- _PAGE EXCERPT_
My friends are used to hearing me cluck and mumble about how badly I want a baby. Even now, at my advanced age, I long for the warm little body, the sweet smell, the incarnate love that is a baby. All my life I have either had a baby or had this longing for a baby. It will be with me until I die.
Yesterday, while minding my own business at The Store, I received a call from DFS offering us not one but four foster children, the oldest being 3-year-old twins. We are not registered foster parents. I believe I've spoken here before about how our own children got through childhood relatively normal by the pure grace of God. This was going to be a "kinship" placement, meaning we know the family involved and they had given the caseworker our information as a possibility. I must tread lightly here so as not to violate anyone's privacy. If you know who I'm talking about, please keep mum about it.

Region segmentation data
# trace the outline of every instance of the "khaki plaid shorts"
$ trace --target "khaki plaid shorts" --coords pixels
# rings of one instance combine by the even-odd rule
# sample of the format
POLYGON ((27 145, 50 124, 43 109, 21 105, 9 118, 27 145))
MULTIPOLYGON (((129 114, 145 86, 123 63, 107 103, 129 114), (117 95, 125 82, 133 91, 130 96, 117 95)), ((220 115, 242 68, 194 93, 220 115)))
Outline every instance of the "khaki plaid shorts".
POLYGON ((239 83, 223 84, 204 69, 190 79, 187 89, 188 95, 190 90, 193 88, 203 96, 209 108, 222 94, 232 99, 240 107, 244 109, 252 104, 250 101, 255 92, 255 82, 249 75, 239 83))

- _TASKS TO COMPLETE_
- 1) In the post about the foster placement call, how old were the oldest of the four children offered?
- 2) Write the next few sentences of the post about the foster placement call, picking up after its last line.

- _TASK-BY-TASK ANSWERS_
- 1) They were 3-year-old twins.

- 2)
The fact is, according to the case worker, that every foster home in our county is full to capacity. Part of the May 22, 2011 damage was a great loss of foster homes, and there were far too few to begin with. Hub and I talked it over and decided that, with maneuvers that would make Bobby Fischer scratch his head, we could just about pull it off. Sons numbers three and four were reluctant but cooperative in helping us prepare for the home visit at 9:00 that night. We were ready. Those of you who have seen our house may now pick your jaws up from the floor.
Son number one, a social worker, agreed with us that it would be murderously hard to undertake four tiny children on less than 24-hours notice, but that it was the right thing to do. Aside from this one lone voice of support not one person, not one, thought we should do this. Son number two was nearly in tears as we discussed the situation. He had a long list of objections and every one of them was legitimate.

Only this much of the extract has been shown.